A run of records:
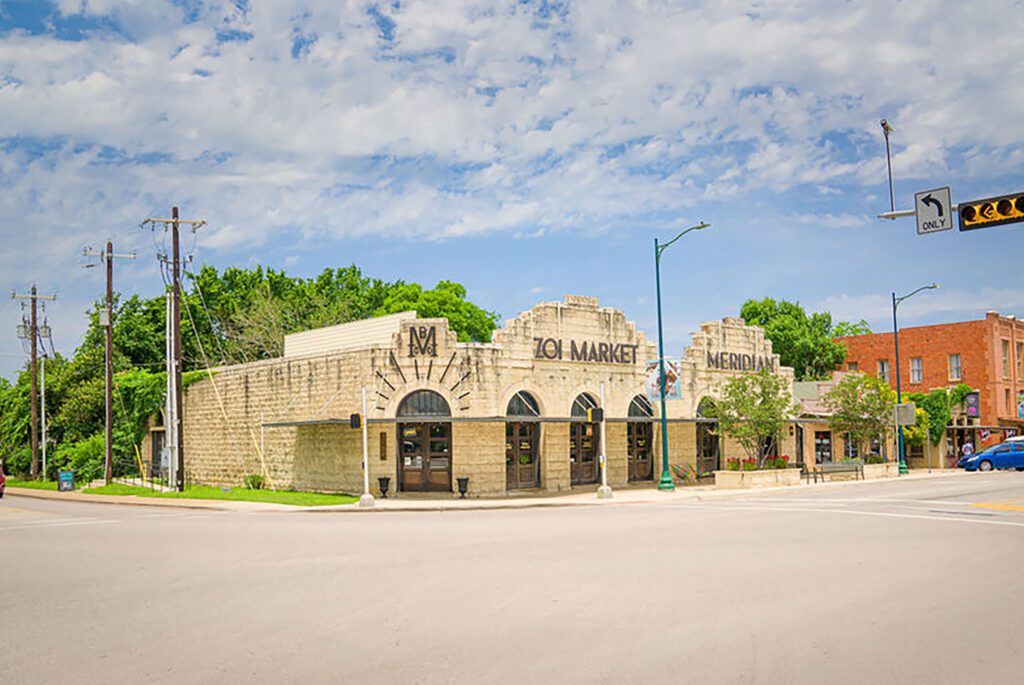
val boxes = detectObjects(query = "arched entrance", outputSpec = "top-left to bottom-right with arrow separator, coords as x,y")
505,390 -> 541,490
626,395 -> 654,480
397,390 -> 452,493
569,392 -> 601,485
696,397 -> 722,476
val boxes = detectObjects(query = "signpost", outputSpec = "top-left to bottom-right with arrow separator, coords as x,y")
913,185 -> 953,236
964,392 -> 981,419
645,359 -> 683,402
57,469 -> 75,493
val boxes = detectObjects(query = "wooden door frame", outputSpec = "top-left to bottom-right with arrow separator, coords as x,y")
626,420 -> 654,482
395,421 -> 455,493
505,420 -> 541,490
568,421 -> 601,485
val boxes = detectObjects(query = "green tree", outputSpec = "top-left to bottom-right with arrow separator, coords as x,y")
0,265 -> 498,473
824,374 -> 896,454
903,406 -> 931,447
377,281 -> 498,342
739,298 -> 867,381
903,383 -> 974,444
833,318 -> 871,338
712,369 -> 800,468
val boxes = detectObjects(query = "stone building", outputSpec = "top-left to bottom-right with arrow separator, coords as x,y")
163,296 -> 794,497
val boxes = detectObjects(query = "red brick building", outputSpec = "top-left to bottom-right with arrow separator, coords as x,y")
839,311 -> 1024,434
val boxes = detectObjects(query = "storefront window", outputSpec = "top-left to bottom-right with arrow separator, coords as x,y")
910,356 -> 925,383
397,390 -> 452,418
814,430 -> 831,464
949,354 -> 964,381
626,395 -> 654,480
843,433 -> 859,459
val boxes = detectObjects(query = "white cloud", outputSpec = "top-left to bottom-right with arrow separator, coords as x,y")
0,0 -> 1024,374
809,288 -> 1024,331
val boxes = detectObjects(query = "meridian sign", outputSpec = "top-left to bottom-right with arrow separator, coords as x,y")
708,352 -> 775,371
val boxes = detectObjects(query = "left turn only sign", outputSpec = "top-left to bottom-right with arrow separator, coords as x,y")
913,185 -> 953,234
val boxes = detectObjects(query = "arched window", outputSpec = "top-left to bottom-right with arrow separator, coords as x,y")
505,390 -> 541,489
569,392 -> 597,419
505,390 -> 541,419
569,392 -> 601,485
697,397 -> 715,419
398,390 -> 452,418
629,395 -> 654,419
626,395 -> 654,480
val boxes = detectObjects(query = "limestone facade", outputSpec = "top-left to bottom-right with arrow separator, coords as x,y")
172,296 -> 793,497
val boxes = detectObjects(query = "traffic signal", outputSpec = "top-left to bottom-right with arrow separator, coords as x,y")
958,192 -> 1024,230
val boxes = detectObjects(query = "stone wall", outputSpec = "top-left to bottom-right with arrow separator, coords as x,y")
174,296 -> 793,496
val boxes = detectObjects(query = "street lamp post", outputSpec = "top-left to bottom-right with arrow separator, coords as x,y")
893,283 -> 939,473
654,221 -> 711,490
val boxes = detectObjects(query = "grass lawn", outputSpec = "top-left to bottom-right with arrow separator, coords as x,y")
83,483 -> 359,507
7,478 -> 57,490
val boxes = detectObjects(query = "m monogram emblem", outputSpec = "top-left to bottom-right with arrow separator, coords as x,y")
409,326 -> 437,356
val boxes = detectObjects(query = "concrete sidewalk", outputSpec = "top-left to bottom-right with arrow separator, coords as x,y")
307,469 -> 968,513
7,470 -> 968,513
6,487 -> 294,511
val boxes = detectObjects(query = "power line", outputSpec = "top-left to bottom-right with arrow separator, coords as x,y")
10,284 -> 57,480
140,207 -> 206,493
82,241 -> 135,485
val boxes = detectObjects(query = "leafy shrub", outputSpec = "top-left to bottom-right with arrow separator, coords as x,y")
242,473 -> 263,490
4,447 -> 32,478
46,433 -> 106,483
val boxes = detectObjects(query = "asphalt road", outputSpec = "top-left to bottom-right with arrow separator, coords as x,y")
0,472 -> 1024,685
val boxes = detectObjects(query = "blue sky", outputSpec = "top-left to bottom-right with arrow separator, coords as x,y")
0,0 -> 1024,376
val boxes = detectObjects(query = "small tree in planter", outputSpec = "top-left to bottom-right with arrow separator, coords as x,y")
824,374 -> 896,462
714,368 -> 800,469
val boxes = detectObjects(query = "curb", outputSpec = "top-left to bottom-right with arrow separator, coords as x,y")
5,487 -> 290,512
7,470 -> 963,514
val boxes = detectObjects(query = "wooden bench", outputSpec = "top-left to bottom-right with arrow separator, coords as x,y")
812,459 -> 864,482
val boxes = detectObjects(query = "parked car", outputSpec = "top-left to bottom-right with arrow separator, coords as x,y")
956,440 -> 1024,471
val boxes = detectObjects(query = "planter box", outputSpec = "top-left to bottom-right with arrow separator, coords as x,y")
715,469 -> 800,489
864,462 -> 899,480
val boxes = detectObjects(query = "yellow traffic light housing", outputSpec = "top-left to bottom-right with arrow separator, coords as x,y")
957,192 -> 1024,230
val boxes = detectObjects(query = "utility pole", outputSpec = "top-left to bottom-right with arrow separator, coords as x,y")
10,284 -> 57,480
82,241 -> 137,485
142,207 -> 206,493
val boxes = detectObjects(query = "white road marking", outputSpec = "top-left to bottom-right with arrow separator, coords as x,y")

▸ SET TASK
Copy the records from the start up to and including the line containing "696,397 -> 722,476", keeping the requests and shifting every coordinate in the answers by adding 31 to it. Leave the pictures out.

▸ RESPONSE FOR THIS EXERCISE
val boxes = detectObjects(query = "arched entrance", outputSpec = "top-left to bottom-right with arrow separator, coords as x,y")
536,421 -> 572,521
657,426 -> 685,511
428,421 -> 483,524
600,423 -> 632,516
727,428 -> 753,507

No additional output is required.